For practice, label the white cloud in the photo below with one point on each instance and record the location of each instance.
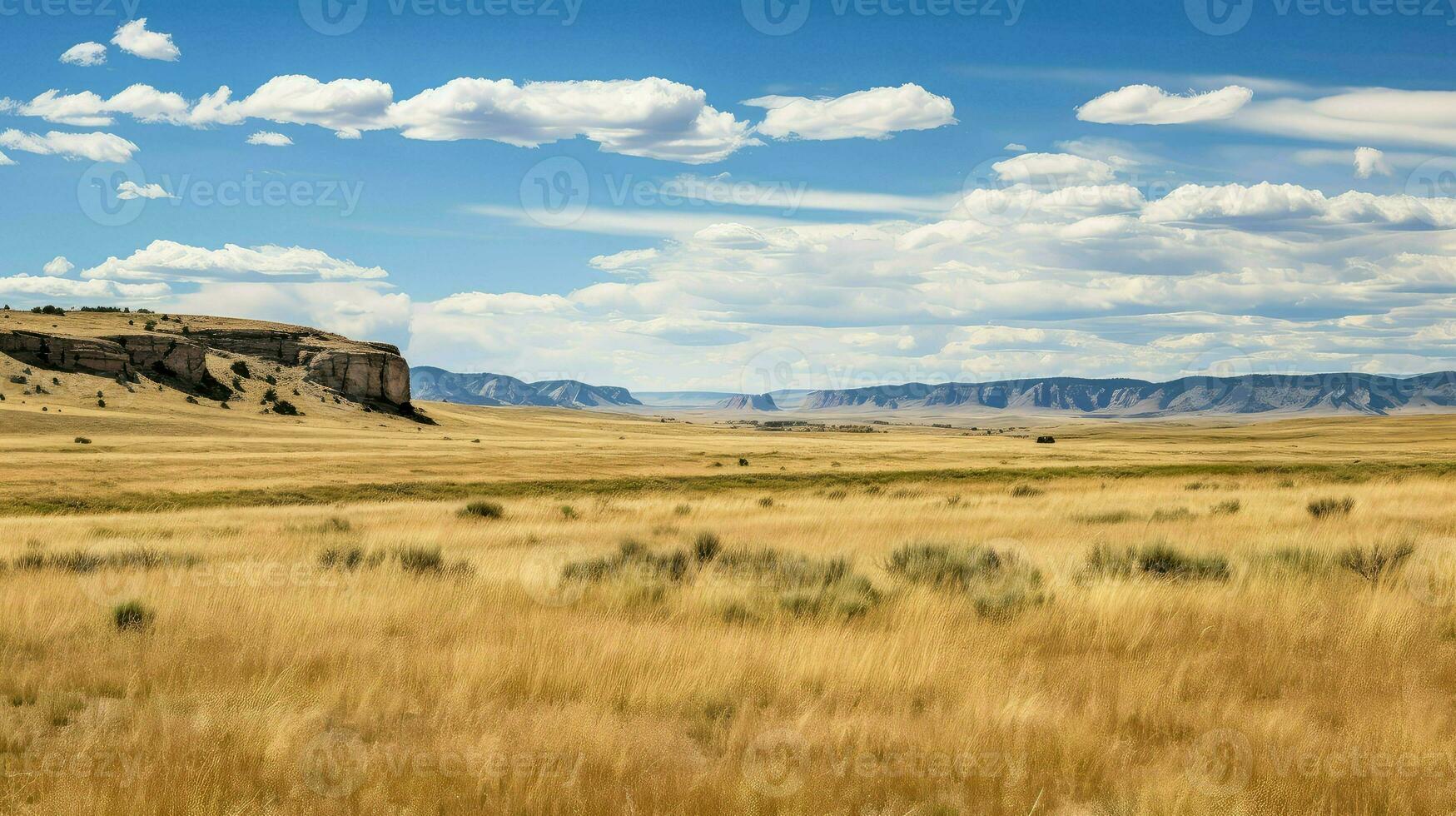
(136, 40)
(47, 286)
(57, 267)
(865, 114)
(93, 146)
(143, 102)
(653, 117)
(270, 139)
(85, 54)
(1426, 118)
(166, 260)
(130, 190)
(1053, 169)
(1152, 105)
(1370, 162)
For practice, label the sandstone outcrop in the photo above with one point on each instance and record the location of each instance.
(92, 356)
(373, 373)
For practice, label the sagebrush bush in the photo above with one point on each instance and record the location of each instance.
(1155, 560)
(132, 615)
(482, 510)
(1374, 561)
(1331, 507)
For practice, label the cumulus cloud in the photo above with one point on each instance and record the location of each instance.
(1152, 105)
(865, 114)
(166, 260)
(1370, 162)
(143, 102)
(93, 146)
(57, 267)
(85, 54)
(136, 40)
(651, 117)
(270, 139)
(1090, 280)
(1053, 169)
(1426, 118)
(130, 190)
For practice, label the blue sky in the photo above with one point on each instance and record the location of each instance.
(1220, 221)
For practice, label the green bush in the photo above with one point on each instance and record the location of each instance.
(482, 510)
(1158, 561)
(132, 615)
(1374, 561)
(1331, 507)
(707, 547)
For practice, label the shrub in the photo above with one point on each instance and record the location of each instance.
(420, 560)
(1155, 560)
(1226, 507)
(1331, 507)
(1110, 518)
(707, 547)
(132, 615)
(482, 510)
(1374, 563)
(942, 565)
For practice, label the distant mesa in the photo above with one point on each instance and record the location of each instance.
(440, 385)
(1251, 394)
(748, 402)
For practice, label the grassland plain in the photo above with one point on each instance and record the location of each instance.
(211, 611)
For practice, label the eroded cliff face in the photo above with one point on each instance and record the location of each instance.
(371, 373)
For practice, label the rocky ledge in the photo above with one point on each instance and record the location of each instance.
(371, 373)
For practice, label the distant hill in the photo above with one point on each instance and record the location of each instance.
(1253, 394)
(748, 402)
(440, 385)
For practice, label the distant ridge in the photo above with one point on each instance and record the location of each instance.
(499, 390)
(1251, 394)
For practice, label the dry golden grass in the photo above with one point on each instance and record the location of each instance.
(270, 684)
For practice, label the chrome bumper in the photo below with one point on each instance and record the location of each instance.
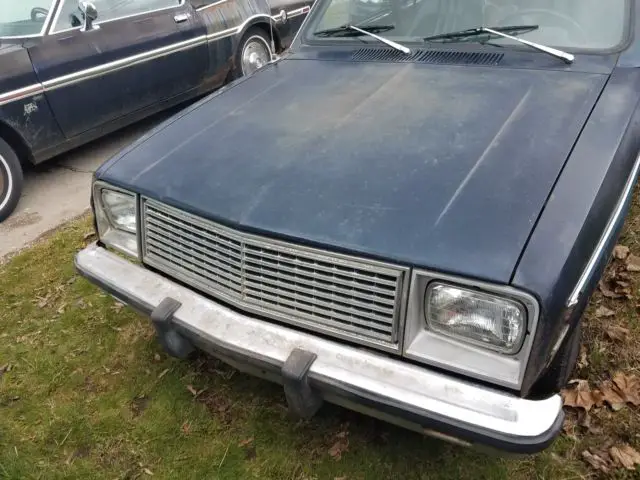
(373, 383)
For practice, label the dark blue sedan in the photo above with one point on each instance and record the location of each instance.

• **Task requirements**
Go back to the line that contains "For practice, label the distant ridge" and copy it, along with each line after it through the end of the listing above, exactly and without pictures.

• **Solution**
For practice, label the distant ridge in the photo above with one point on each instance and record the location of each instance.
(499, 390)
(1251, 394)
For practice, label the dry golden grass in the photo above with one point on each instance and record the location of each instance.
(270, 684)
For practice, label the chrome bumper in the photo below with one point on each instance and record the location of each instance.
(373, 383)
For practice, label the dark blue sedan in the photo above with one point on each instance and record the location of each instance.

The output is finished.